**** Text passage
Get the pipeline_id and sequencer_id you want to apply to the samples (please see the provided documentation).

pipeline_id and sequencer_id

$ python3 sg-upload-v2-wrapper.py pipeline --list

[
  {
    "pipeline_id": 123,
    "pipeline_name": "Pipeline 123",
    "analysis_type": "BRCA",
    "kit": "Multiplicom_MASTR_assay",
    "sequencer_id": 123456
    "sequencer": "ILLUMINA_MiSeq",
    "experiment_type": "germline",
    "paired": true
  },
  {
    "pipeline_id": 456,
    "pipeline_name": "Pipeline 456",
    "analysis_type": "HCS_v1_1",
    "kit": "IDT",
    "sequencer_id": 123456
    "sequencer": "ILLUMINA_MiSeq",
    "experiment_type": "germline",
    "paired": true
  }
]

On the left are files from a DNA/RNA case (note -D and -R), and on the right is a tumorNormal case (note -N and -T). The part up to -D/-R/-N/-T is the patient ref and should be a maximum of 30 characters.


pat1-D_S1_L001_R1_001.fastq.gz pat1-D_S1_L001_R2_001.fastq.gz pat1-R_S1_L001_R1_001.fastq.gz pat1-R_S1_L001_R2_001.fastq.gz	pat1-N_S1_L001_R1_001.fastq.gz pat1-N_S1_L001_R2_001.fastq.gz pat1-T_S1_L001_R1_001.fastq.gz pat1-T_S1_L001_R2_001.fastq.gz

Create this patient using the command line (please have a look to the provided documentation):

$ python3 sg-upload-v2-wrapper.py userInfo patient --create --patient-ref pat1

Remaining patient(s) to create: pat1
Have saved 1 patient(s)
********
Continue the sample-upload instructions for the sg-upload-v2-wrapper.py script from the point where they stop.
**** Dataset content
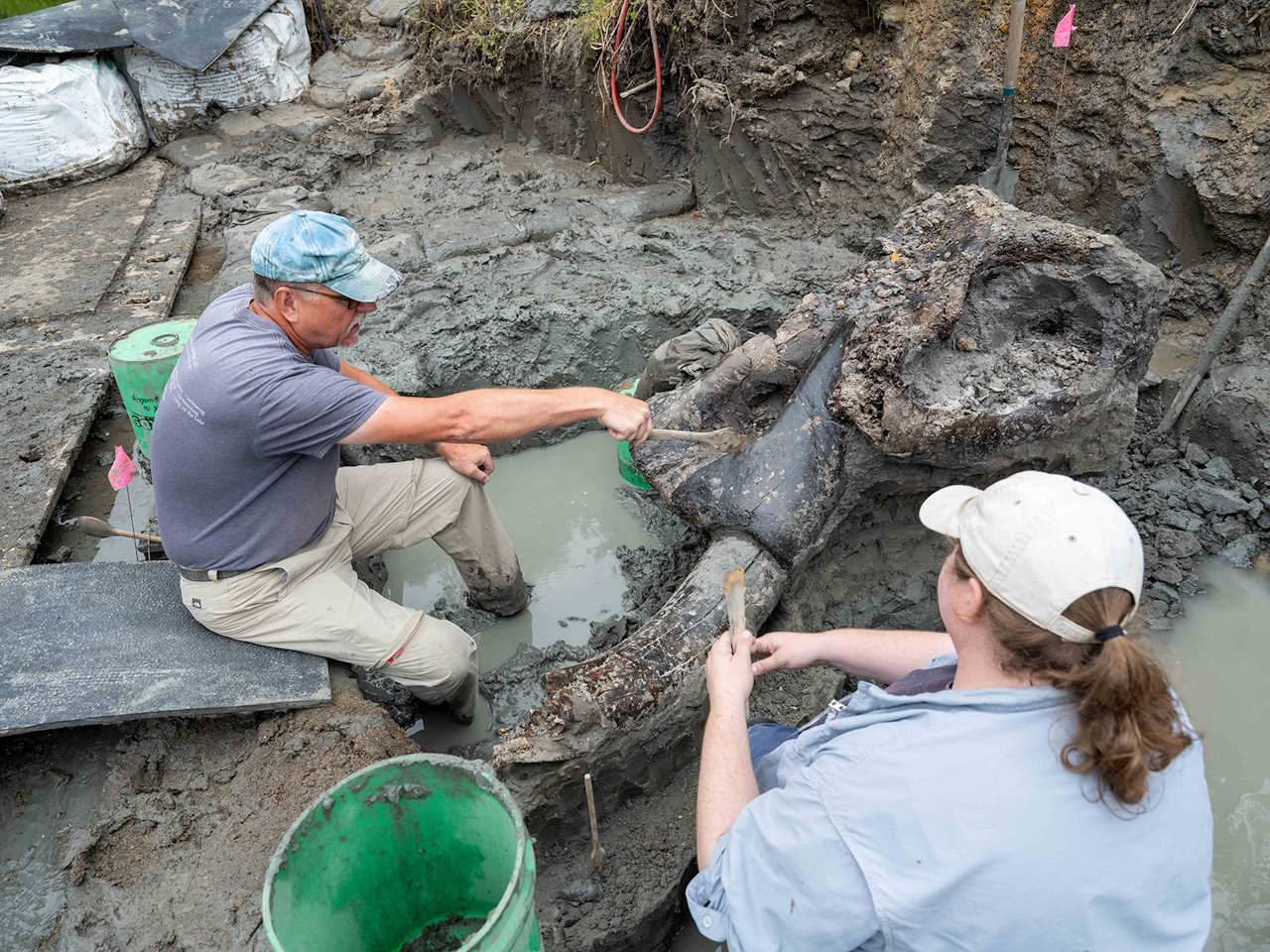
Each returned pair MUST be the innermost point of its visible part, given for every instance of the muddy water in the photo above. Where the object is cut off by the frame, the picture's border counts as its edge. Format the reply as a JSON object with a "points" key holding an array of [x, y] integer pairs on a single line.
********
▶ **Answer box**:
Then retrieve personalInformationId and medicalInformationId.

medicalInformationId and personalInformationId

$ python3 sg-upload-v2-wrapper.py userInfo patient --list --patient-ref pat1

Should display:
[
  {
    "medicalInformationId": 111111111,
    "personalInformationId": 222222222,
    "userRef": "pat1"
  }
]

For each sample, build the json chunk of the DNA analysis, using the information gathered above (note that pipeline_id = sgaPipelineId). The libraryType field also depends on the sample type.

Example for DNA analysis

{
  "definition": {
    "sampleId": "S1",
    "multiplexId": "S1",
    "sgaPipelineId": 123,
    "userRef": "pat1-D",      // patient ref followed by -D/-R/-N/-T
    "sampleTypeId": 308000,
    "libraryType": "dna".     // -D = dna, -R = rna, -N = dna, -T = dna
  },
  "patient": {
    "personalInformationId": 222222222,
    "medicalInformationId": 111111111
  },
  "isControlSample": false,
  "files": [
    {
      "definition": {
        "name": "/path/to/input/files/pat1-D_S1_L001_R1_001.fastq.gz"
      }
    },
    {
      "definition": {
        "name": "/path/to/input/files/pat1-D_S1_L001_R2_001.fastq.gz"
      }
    }
  ]
}

sampleTypeId should be one of:

OTHER = 8000
PERIPHERAL_BLOOD = 108000
FRESH_TUMOR = 208000
FFPE = 308000
BIOPSY = 408000
CELL_LINE = 508000
CTDNA = 608000
BUCCAL_SWAB = 708000
NASOPHARYNGEAL_SWAB = 808000
SPUTUM = 908000
BRONCHOALVEOLAR_LAVAGE = 1008000
SALIVA = 1108000
BONE_MARROW = 1208000

To link DNA with RNA or Normal with Tumor analyses in our system, it is necessary to generate a "topology" JSON chunk like below (comments have to be removed from the built JSON):

DNA/RNA Topology

{
  "definition": {
    "type": "mys"
  },
  "references": [
    {
      "analysisReference": {
        "sampleId": "S1"
      },
      "role": "dna",
      "metadata": {}
    },
    {
      "analysisReference": {
        "sampleId": "S2"
      },
      "role": "rna",
      "metadata": {}
    }
  ]
}

tumorNormal Topology

{
  "definition": {
    "type": "tumorNormal"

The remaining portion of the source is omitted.